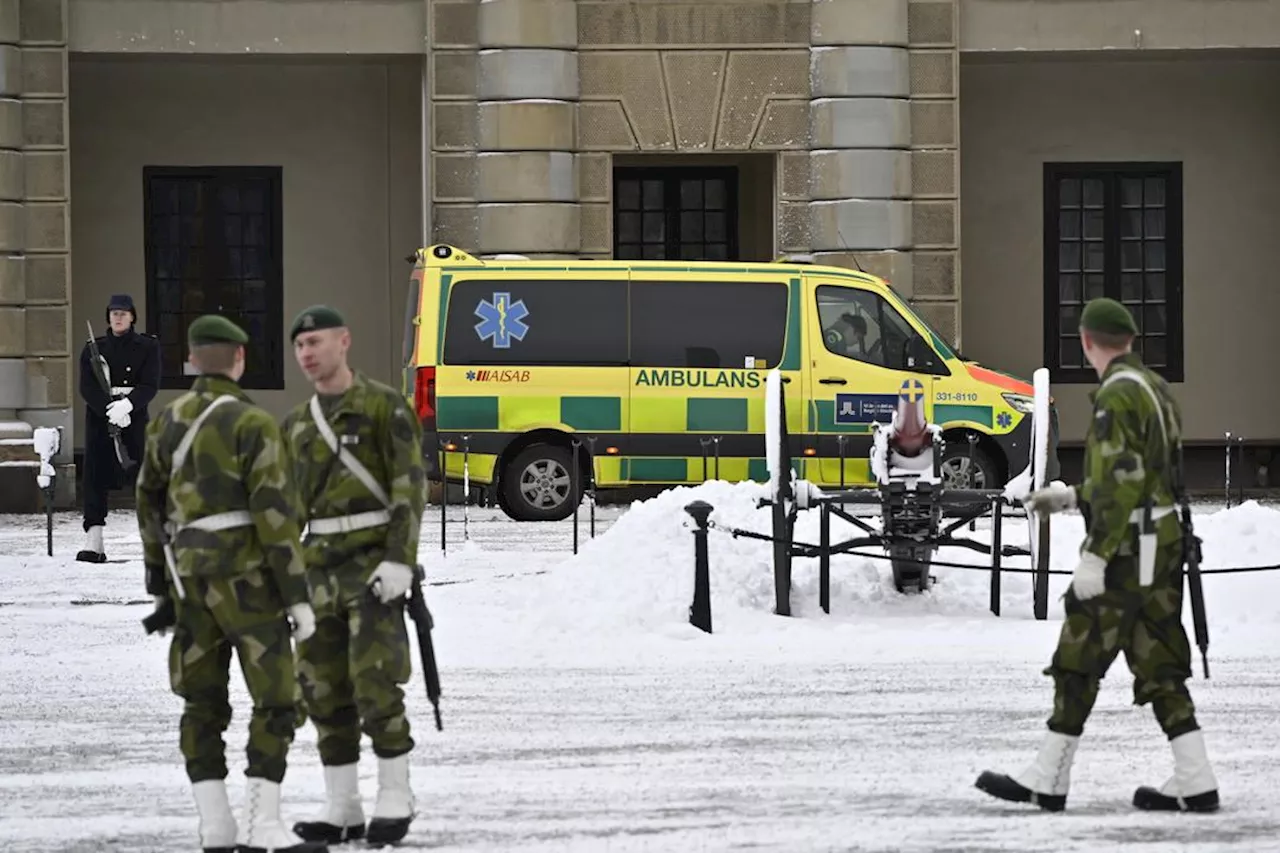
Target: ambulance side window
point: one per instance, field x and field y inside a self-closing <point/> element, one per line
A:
<point x="536" y="322"/>
<point x="708" y="323"/>
<point x="862" y="325"/>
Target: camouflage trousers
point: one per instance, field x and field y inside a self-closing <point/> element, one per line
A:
<point x="1146" y="624"/>
<point x="351" y="673"/>
<point x="216" y="616"/>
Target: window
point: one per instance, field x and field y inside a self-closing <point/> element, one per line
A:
<point x="863" y="325"/>
<point x="708" y="324"/>
<point x="675" y="214"/>
<point x="1114" y="229"/>
<point x="213" y="246"/>
<point x="536" y="322"/>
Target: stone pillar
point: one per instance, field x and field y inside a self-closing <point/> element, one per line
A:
<point x="36" y="378"/>
<point x="506" y="176"/>
<point x="932" y="31"/>
<point x="859" y="124"/>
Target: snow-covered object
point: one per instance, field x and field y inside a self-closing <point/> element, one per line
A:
<point x="46" y="441"/>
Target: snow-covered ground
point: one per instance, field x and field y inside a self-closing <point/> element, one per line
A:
<point x="583" y="712"/>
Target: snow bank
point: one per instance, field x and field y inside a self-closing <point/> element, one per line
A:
<point x="639" y="575"/>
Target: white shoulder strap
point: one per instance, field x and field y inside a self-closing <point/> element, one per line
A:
<point x="179" y="455"/>
<point x="1133" y="375"/>
<point x="344" y="456"/>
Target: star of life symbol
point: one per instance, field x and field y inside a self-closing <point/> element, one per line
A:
<point x="502" y="320"/>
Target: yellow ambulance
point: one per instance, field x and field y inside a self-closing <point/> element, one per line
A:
<point x="652" y="373"/>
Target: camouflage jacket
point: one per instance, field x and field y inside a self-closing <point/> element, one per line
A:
<point x="236" y="461"/>
<point x="1130" y="454"/>
<point x="375" y="425"/>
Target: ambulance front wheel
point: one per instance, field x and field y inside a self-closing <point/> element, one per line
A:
<point x="538" y="483"/>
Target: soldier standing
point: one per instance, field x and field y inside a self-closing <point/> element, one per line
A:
<point x="357" y="461"/>
<point x="131" y="363"/>
<point x="1127" y="592"/>
<point x="220" y="533"/>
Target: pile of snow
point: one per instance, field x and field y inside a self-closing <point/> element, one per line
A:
<point x="639" y="575"/>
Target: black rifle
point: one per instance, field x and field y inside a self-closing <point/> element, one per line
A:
<point x="421" y="616"/>
<point x="95" y="364"/>
<point x="1192" y="556"/>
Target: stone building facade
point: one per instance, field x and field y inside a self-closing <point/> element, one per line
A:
<point x="255" y="156"/>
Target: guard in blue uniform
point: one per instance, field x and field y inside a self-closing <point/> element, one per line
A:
<point x="131" y="363"/>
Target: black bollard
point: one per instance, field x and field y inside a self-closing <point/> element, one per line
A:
<point x="700" y="611"/>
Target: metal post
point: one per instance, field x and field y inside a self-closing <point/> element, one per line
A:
<point x="824" y="557"/>
<point x="996" y="528"/>
<point x="700" y="611"/>
<point x="1228" y="469"/>
<point x="572" y="489"/>
<point x="466" y="487"/>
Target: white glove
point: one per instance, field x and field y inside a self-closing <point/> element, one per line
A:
<point x="118" y="411"/>
<point x="1055" y="497"/>
<point x="1088" y="580"/>
<point x="391" y="580"/>
<point x="304" y="621"/>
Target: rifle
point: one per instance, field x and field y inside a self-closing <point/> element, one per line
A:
<point x="416" y="606"/>
<point x="95" y="363"/>
<point x="1192" y="556"/>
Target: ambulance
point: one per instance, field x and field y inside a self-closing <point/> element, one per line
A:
<point x="539" y="378"/>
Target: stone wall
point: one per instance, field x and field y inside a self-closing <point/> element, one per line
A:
<point x="36" y="370"/>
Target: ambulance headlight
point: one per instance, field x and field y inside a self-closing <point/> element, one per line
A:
<point x="1020" y="402"/>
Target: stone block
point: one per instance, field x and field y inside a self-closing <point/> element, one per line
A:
<point x="10" y="123"/>
<point x="13" y="279"/>
<point x="48" y="228"/>
<point x="12" y="176"/>
<point x="860" y="72"/>
<point x="512" y="74"/>
<point x="48" y="331"/>
<point x="45" y="176"/>
<point x="528" y="23"/>
<point x="10" y="71"/>
<point x="860" y="123"/>
<point x="13" y="227"/>
<point x="453" y="74"/>
<point x="894" y="267"/>
<point x="860" y="173"/>
<point x="529" y="228"/>
<point x="44" y="22"/>
<point x="859" y="224"/>
<point x="526" y="176"/>
<point x="526" y="126"/>
<point x="13" y="332"/>
<point x="44" y="72"/>
<point x="13" y="378"/>
<point x="48" y="278"/>
<point x="44" y="123"/>
<point x="859" y="22"/>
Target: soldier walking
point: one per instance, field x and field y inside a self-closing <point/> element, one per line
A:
<point x="1127" y="592"/>
<point x="357" y="463"/>
<point x="220" y="543"/>
<point x="131" y="364"/>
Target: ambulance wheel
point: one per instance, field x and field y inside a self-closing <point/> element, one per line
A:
<point x="538" y="486"/>
<point x="959" y="473"/>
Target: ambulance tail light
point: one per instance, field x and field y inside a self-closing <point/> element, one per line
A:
<point x="424" y="397"/>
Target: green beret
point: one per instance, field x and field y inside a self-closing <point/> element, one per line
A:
<point x="1107" y="316"/>
<point x="213" y="328"/>
<point x="318" y="316"/>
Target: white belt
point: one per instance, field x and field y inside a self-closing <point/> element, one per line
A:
<point x="1157" y="512"/>
<point x="215" y="523"/>
<point x="348" y="523"/>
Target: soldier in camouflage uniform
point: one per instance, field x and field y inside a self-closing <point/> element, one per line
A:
<point x="1127" y="592"/>
<point x="364" y="511"/>
<point x="222" y="546"/>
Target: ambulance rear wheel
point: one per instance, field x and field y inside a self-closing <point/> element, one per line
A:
<point x="538" y="483"/>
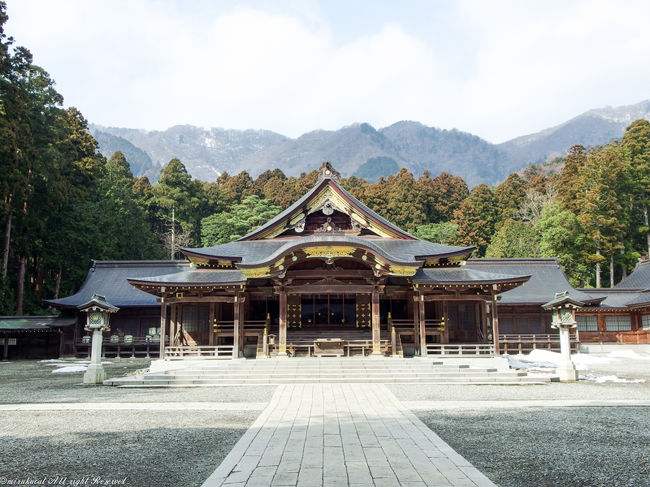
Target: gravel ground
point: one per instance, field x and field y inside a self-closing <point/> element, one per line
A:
<point x="162" y="449"/>
<point x="584" y="389"/>
<point x="30" y="381"/>
<point x="568" y="447"/>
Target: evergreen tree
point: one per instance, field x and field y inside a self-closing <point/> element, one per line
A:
<point x="476" y="218"/>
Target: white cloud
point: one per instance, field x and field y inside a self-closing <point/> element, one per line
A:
<point x="153" y="64"/>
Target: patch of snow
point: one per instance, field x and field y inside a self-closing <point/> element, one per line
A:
<point x="70" y="369"/>
<point x="627" y="354"/>
<point x="609" y="378"/>
<point x="519" y="363"/>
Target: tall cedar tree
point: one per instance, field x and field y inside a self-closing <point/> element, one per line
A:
<point x="476" y="218"/>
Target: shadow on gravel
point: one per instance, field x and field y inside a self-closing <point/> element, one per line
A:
<point x="142" y="458"/>
<point x="568" y="447"/>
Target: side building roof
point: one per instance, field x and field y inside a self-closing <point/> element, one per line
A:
<point x="639" y="278"/>
<point x="546" y="279"/>
<point x="109" y="278"/>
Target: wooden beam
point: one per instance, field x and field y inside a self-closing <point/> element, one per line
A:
<point x="202" y="299"/>
<point x="320" y="273"/>
<point x="282" y="331"/>
<point x="376" y="318"/>
<point x="495" y="325"/>
<point x="446" y="297"/>
<point x="334" y="289"/>
<point x="416" y="323"/>
<point x="236" y="329"/>
<point x="423" y="327"/>
<point x="163" y="327"/>
<point x="211" y="325"/>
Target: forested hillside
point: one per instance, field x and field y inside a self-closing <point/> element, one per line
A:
<point x="64" y="203"/>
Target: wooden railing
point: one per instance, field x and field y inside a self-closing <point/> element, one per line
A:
<point x="202" y="351"/>
<point x="460" y="349"/>
<point x="523" y="343"/>
<point x="129" y="347"/>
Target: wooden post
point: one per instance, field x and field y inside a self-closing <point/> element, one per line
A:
<point x="211" y="325"/>
<point x="423" y="327"/>
<point x="416" y="323"/>
<point x="282" y="331"/>
<point x="376" y="332"/>
<point x="445" y="322"/>
<point x="495" y="325"/>
<point x="235" y="328"/>
<point x="242" y="323"/>
<point x="483" y="318"/>
<point x="173" y="323"/>
<point x="163" y="326"/>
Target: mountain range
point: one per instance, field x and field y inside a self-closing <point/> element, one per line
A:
<point x="361" y="149"/>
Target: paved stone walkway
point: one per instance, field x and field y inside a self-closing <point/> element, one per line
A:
<point x="341" y="434"/>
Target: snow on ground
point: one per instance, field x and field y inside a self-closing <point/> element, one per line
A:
<point x="545" y="361"/>
<point x="628" y="354"/>
<point x="70" y="369"/>
<point x="68" y="366"/>
<point x="609" y="378"/>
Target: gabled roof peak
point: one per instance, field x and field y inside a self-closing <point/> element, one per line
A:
<point x="327" y="171"/>
<point x="326" y="194"/>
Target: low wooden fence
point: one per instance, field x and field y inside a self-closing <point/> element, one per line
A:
<point x="460" y="349"/>
<point x="525" y="343"/>
<point x="122" y="346"/>
<point x="199" y="351"/>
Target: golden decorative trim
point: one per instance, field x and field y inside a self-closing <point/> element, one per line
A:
<point x="401" y="270"/>
<point x="329" y="251"/>
<point x="256" y="272"/>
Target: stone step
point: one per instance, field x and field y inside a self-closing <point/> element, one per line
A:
<point x="348" y="380"/>
<point x="337" y="376"/>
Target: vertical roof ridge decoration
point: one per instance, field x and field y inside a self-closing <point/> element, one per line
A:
<point x="327" y="187"/>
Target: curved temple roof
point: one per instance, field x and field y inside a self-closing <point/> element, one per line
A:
<point x="260" y="252"/>
<point x="638" y="279"/>
<point x="327" y="179"/>
<point x="264" y="244"/>
<point x="546" y="279"/>
<point x="109" y="278"/>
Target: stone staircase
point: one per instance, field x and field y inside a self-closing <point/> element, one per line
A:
<point x="366" y="370"/>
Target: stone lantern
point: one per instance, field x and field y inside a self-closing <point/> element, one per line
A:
<point x="564" y="307"/>
<point x="98" y="312"/>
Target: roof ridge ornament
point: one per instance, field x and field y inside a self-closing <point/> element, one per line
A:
<point x="326" y="171"/>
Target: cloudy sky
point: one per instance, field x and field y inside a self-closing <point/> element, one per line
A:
<point x="498" y="69"/>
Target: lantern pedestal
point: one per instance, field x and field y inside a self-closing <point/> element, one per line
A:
<point x="564" y="308"/>
<point x="98" y="310"/>
<point x="95" y="373"/>
<point x="566" y="370"/>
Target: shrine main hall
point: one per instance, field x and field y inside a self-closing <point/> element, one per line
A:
<point x="329" y="276"/>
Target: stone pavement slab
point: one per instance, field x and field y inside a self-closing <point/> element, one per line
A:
<point x="342" y="434"/>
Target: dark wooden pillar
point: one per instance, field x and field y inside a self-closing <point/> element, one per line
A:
<point x="211" y="325"/>
<point x="173" y="323"/>
<point x="282" y="325"/>
<point x="376" y="330"/>
<point x="445" y="322"/>
<point x="495" y="325"/>
<point x="483" y="320"/>
<point x="416" y="322"/>
<point x="423" y="326"/>
<point x="5" y="348"/>
<point x="242" y="322"/>
<point x="163" y="326"/>
<point x="236" y="327"/>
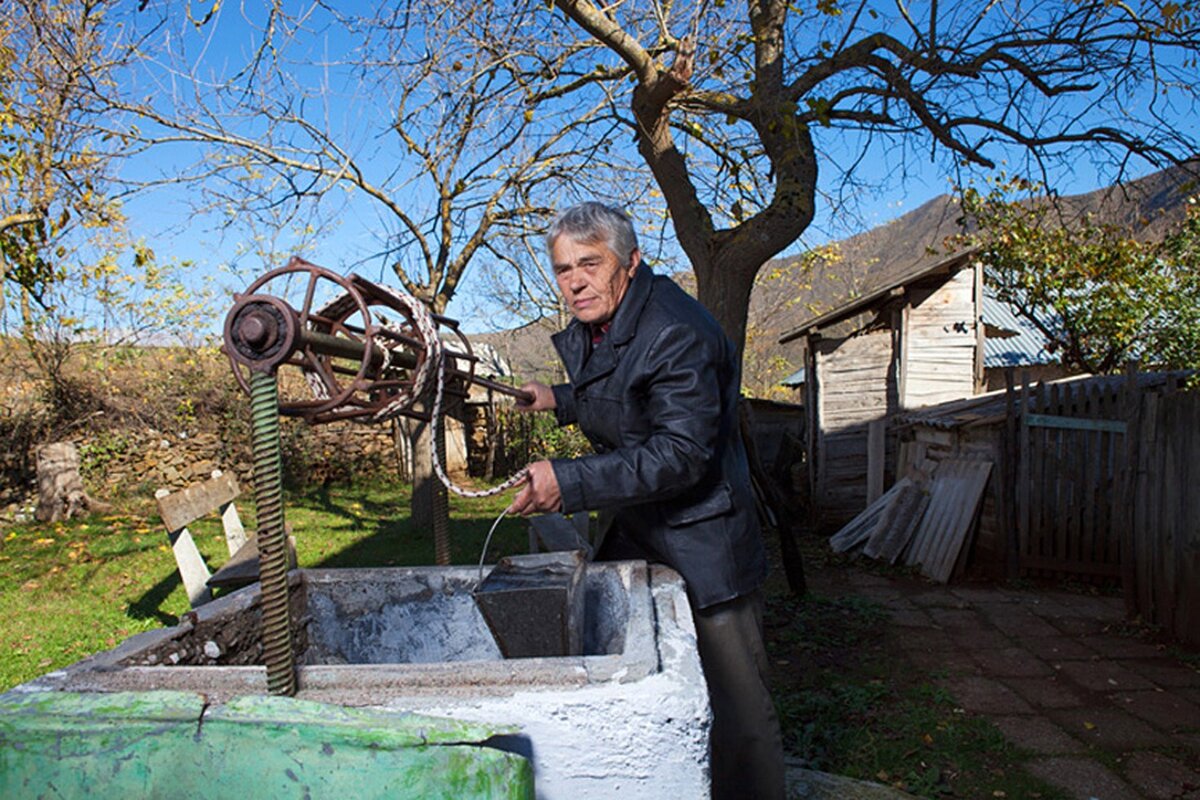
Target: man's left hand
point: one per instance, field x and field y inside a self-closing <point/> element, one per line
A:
<point x="540" y="493"/>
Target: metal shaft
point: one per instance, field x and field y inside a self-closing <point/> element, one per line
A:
<point x="273" y="545"/>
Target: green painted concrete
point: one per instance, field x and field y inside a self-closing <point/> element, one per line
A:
<point x="168" y="745"/>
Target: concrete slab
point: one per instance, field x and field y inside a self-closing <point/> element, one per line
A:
<point x="1017" y="621"/>
<point x="957" y="619"/>
<point x="1165" y="672"/>
<point x="1056" y="648"/>
<point x="1164" y="710"/>
<point x="1159" y="776"/>
<point x="1012" y="662"/>
<point x="984" y="638"/>
<point x="1109" y="728"/>
<point x="1122" y="647"/>
<point x="635" y="702"/>
<point x="808" y="785"/>
<point x="1081" y="779"/>
<point x="985" y="696"/>
<point x="1103" y="675"/>
<point x="1047" y="692"/>
<point x="1038" y="735"/>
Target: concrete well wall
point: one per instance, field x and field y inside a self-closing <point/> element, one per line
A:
<point x="629" y="717"/>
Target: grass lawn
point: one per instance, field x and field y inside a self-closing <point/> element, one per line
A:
<point x="71" y="589"/>
<point x="847" y="702"/>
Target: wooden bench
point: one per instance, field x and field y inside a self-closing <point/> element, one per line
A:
<point x="181" y="509"/>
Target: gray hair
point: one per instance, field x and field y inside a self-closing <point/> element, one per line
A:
<point x="595" y="222"/>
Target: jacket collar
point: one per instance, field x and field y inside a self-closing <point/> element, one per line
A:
<point x="574" y="341"/>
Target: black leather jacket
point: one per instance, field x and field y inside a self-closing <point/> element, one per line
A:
<point x="658" y="400"/>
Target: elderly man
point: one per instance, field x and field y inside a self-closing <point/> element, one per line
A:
<point x="654" y="385"/>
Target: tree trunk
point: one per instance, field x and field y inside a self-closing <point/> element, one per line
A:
<point x="725" y="293"/>
<point x="60" y="493"/>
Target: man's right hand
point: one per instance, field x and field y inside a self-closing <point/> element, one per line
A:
<point x="543" y="397"/>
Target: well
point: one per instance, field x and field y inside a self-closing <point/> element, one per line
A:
<point x="629" y="715"/>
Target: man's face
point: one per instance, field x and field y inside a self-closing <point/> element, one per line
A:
<point x="591" y="277"/>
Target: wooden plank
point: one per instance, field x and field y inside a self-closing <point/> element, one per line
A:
<point x="875" y="457"/>
<point x="1024" y="476"/>
<point x="1149" y="501"/>
<point x="924" y="541"/>
<point x="1075" y="423"/>
<point x="859" y="529"/>
<point x="1131" y="409"/>
<point x="1093" y="541"/>
<point x="1174" y="465"/>
<point x="955" y="493"/>
<point x="1060" y="565"/>
<point x="192" y="570"/>
<point x="1007" y="505"/>
<point x="893" y="535"/>
<point x="1039" y="455"/>
<point x="181" y="509"/>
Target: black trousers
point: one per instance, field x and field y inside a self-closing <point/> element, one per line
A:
<point x="745" y="746"/>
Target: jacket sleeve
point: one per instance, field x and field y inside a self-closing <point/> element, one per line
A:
<point x="681" y="382"/>
<point x="564" y="404"/>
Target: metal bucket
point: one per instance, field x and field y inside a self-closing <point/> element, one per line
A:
<point x="534" y="605"/>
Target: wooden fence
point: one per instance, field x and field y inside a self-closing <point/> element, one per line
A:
<point x="1162" y="581"/>
<point x="1069" y="498"/>
<point x="1108" y="486"/>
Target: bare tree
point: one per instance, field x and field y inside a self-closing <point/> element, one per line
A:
<point x="415" y="118"/>
<point x="54" y="169"/>
<point x="736" y="108"/>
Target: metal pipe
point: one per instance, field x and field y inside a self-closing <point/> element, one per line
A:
<point x="273" y="543"/>
<point x="346" y="348"/>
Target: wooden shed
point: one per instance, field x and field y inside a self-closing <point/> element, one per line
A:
<point x="923" y="340"/>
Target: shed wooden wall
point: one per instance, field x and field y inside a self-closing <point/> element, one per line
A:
<point x="855" y="374"/>
<point x="939" y="343"/>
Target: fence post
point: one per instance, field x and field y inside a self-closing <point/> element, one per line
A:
<point x="1131" y="411"/>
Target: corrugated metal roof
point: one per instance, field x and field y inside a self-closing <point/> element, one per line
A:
<point x="795" y="379"/>
<point x="1023" y="347"/>
<point x="991" y="407"/>
<point x="876" y="296"/>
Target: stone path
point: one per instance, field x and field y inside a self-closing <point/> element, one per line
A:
<point x="1108" y="715"/>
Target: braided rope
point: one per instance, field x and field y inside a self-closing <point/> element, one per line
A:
<point x="435" y="364"/>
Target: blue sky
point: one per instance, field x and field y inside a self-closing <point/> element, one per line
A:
<point x="167" y="220"/>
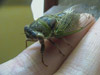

> _Required task_: Locate each line in the entries above that contains the word "building" and reproduce every such line in full.

> _Solved exercise_:
Target: stone building facade
Target: side building roof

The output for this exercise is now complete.